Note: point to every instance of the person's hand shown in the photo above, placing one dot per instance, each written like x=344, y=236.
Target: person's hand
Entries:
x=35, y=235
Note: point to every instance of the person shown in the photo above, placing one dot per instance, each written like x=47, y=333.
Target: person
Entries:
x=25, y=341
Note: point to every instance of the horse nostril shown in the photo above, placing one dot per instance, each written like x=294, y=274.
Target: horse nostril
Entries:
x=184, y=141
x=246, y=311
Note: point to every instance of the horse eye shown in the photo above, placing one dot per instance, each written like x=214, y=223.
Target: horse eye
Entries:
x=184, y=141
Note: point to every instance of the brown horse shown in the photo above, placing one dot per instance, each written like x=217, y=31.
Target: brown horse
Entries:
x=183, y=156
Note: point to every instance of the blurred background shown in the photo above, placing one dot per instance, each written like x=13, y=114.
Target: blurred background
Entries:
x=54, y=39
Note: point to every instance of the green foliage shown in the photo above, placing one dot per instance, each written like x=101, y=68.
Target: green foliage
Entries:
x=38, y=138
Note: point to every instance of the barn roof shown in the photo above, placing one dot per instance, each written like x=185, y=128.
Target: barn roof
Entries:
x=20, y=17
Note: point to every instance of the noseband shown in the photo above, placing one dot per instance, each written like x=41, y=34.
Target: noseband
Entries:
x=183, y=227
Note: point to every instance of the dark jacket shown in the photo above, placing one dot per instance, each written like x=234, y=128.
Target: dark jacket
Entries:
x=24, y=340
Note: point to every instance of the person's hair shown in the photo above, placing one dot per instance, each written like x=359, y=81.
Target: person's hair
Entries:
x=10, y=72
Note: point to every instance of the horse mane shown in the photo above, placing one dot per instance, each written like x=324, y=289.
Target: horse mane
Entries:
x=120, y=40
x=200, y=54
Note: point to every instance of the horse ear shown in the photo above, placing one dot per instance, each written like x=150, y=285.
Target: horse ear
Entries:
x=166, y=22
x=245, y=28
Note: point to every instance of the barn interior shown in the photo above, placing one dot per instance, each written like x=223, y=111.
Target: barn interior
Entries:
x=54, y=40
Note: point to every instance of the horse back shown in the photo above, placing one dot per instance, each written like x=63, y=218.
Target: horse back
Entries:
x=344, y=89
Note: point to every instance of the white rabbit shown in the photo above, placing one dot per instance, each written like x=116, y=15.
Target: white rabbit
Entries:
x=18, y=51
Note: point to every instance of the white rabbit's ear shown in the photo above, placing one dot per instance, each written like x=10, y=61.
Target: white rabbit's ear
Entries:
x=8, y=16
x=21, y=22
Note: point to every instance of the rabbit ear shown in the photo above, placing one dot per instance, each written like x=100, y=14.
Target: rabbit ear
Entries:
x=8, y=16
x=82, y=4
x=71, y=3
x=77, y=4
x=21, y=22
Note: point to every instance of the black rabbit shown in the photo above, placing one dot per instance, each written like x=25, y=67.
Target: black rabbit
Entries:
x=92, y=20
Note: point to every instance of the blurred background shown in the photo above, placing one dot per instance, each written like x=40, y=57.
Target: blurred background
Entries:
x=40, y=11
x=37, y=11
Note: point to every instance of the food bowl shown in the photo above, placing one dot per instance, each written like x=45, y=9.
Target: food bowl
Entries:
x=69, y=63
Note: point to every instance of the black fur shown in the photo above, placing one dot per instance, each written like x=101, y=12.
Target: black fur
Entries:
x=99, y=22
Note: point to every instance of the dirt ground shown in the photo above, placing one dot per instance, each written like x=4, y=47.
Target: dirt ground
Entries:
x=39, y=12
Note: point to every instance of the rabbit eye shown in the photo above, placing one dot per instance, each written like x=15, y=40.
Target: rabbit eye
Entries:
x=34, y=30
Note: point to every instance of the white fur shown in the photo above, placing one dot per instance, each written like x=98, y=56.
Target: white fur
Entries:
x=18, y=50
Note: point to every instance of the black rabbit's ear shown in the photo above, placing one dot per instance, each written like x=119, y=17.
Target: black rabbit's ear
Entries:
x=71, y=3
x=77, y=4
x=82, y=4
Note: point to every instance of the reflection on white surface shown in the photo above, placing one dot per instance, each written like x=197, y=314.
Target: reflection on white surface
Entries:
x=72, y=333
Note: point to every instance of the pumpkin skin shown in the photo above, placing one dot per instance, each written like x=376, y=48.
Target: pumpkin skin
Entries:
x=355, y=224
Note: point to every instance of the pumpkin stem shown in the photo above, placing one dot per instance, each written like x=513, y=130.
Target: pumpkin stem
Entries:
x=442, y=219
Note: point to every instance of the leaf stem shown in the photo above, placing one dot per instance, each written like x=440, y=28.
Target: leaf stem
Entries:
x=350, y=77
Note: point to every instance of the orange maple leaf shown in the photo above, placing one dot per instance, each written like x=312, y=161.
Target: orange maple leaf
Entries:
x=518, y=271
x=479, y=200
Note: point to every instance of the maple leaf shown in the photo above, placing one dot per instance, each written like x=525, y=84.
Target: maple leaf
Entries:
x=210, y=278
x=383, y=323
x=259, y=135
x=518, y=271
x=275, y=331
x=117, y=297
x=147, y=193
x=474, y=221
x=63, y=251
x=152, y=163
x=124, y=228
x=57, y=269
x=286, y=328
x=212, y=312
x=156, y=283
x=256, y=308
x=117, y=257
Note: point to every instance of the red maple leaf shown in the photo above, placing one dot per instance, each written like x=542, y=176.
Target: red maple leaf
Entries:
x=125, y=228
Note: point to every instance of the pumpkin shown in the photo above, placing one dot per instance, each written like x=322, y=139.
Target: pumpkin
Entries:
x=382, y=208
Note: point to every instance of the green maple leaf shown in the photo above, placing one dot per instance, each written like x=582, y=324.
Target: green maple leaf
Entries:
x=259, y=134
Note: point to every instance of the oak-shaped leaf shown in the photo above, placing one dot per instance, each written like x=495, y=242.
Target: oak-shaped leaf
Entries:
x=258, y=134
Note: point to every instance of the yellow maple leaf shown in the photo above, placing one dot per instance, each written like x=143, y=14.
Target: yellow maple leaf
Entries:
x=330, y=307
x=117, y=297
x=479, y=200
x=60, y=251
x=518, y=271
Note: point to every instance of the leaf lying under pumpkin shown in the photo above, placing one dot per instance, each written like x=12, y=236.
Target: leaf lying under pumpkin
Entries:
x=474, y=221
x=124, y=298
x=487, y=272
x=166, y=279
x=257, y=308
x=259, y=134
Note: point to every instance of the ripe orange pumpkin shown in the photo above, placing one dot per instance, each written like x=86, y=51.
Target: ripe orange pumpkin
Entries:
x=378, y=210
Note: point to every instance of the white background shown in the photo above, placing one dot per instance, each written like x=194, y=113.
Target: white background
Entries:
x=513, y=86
---------------
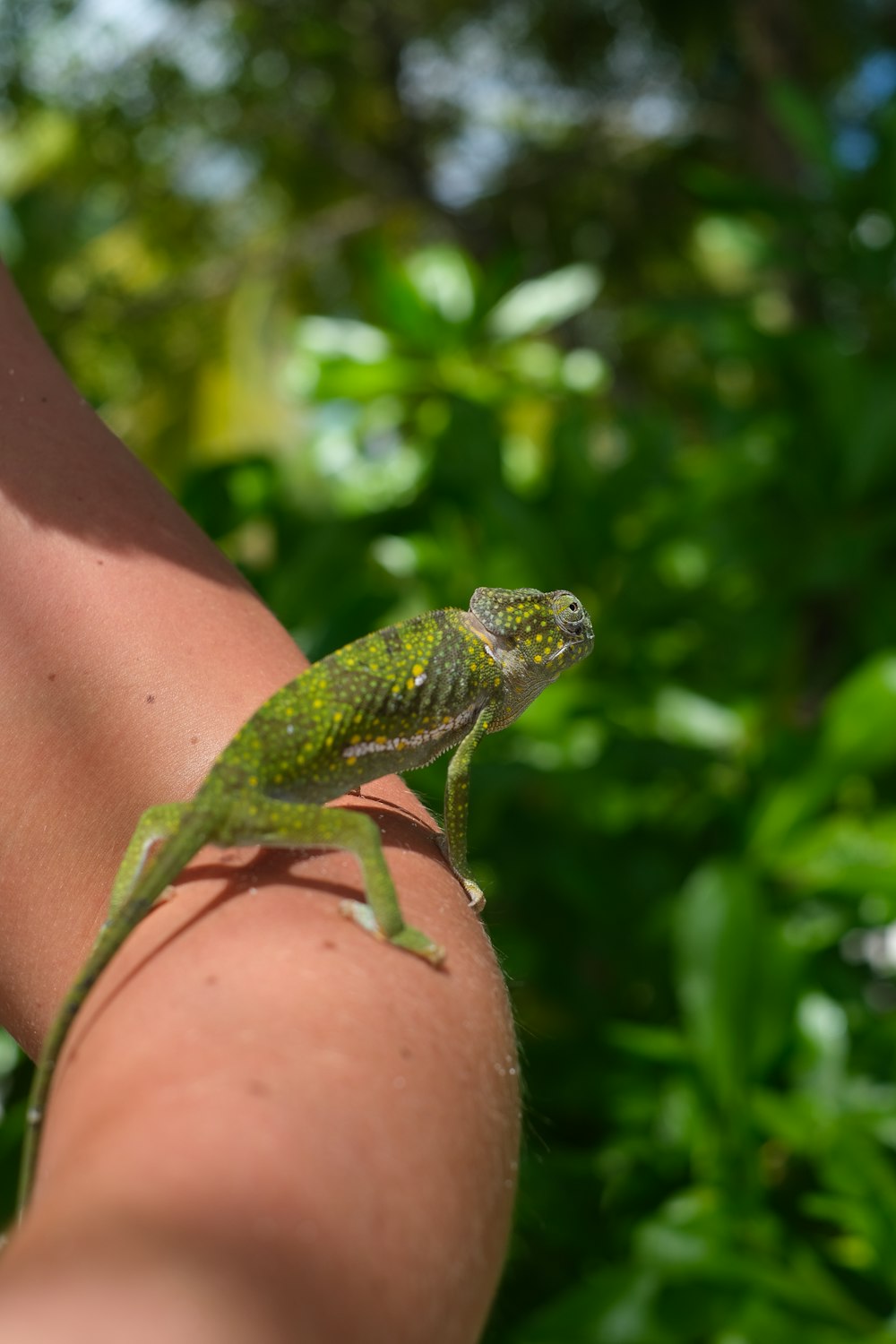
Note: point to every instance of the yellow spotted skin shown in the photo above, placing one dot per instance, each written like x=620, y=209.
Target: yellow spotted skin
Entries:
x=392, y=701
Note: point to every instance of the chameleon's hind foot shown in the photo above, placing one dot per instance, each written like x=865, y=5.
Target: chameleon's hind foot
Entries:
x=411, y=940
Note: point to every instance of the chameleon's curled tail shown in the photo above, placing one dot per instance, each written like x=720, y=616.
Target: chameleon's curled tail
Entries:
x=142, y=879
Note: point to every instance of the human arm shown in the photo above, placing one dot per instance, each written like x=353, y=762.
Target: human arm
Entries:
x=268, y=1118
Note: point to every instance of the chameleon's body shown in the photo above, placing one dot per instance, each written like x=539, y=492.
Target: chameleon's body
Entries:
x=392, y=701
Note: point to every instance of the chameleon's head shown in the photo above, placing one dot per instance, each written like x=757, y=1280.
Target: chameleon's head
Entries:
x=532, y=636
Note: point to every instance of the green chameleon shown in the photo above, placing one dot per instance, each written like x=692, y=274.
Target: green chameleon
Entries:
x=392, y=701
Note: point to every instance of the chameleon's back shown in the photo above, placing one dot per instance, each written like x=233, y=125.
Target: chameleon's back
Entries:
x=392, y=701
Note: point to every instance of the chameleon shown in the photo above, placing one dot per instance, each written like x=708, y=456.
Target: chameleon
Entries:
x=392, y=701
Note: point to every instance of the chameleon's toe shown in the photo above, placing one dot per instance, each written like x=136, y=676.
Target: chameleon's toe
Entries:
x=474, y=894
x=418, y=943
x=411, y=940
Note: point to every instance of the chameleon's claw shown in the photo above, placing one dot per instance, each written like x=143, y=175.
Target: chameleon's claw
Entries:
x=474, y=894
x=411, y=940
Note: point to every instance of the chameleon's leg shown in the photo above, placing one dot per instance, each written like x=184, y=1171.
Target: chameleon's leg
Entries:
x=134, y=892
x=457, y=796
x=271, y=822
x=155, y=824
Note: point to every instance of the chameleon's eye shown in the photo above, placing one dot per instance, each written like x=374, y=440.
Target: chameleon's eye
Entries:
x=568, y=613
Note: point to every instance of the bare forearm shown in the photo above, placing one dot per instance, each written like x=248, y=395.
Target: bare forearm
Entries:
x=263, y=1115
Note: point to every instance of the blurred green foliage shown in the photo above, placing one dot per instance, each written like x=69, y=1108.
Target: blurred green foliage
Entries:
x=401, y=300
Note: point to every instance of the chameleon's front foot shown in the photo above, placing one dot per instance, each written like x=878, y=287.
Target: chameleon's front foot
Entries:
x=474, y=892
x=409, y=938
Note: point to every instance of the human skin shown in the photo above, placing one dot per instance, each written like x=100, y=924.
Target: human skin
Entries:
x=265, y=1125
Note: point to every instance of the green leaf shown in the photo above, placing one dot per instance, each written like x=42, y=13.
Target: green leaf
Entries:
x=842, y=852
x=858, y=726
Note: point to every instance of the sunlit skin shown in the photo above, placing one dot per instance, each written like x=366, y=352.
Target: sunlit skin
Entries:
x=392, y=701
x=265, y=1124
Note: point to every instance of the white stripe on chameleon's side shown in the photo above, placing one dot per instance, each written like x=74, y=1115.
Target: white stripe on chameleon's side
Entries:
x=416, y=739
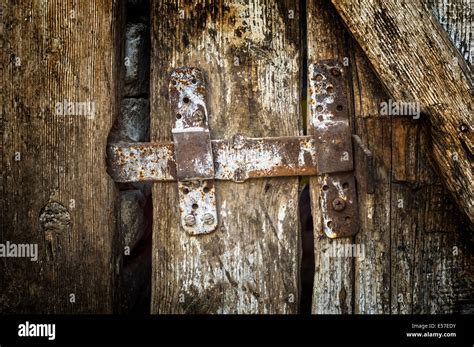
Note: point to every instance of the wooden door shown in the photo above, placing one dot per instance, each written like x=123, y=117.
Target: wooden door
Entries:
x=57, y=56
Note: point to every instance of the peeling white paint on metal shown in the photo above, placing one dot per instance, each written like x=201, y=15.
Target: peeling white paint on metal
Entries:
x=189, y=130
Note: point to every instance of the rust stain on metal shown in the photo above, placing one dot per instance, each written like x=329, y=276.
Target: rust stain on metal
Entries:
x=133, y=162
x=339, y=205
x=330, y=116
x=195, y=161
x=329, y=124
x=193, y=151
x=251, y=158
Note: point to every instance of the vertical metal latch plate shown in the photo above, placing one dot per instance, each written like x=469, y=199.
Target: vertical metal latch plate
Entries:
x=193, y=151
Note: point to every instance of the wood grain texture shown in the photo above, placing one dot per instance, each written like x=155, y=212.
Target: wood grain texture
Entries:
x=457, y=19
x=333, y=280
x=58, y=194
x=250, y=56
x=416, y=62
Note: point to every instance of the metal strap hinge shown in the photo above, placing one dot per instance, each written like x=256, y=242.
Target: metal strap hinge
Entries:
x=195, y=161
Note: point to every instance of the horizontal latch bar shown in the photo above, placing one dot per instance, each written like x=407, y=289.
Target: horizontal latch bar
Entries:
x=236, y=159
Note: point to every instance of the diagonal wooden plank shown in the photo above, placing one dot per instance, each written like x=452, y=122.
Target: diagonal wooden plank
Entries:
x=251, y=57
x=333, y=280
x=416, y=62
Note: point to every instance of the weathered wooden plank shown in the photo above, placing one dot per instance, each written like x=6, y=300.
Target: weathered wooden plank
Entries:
---------------
DESCRIPTION OF THE TASK:
Write out the data again from the line containing "Note: point to every instance of the ripe" down through the line containing "x=378, y=210", swapping "pumpkin" for "squash" and leaving everything else the same.

SOLUTION:
Note: point to every instance of the ripe orange squash shown in the photo above, placing one dot per instance, each written like x=86, y=51.
Target: ripe orange squash
Entries:
x=378, y=210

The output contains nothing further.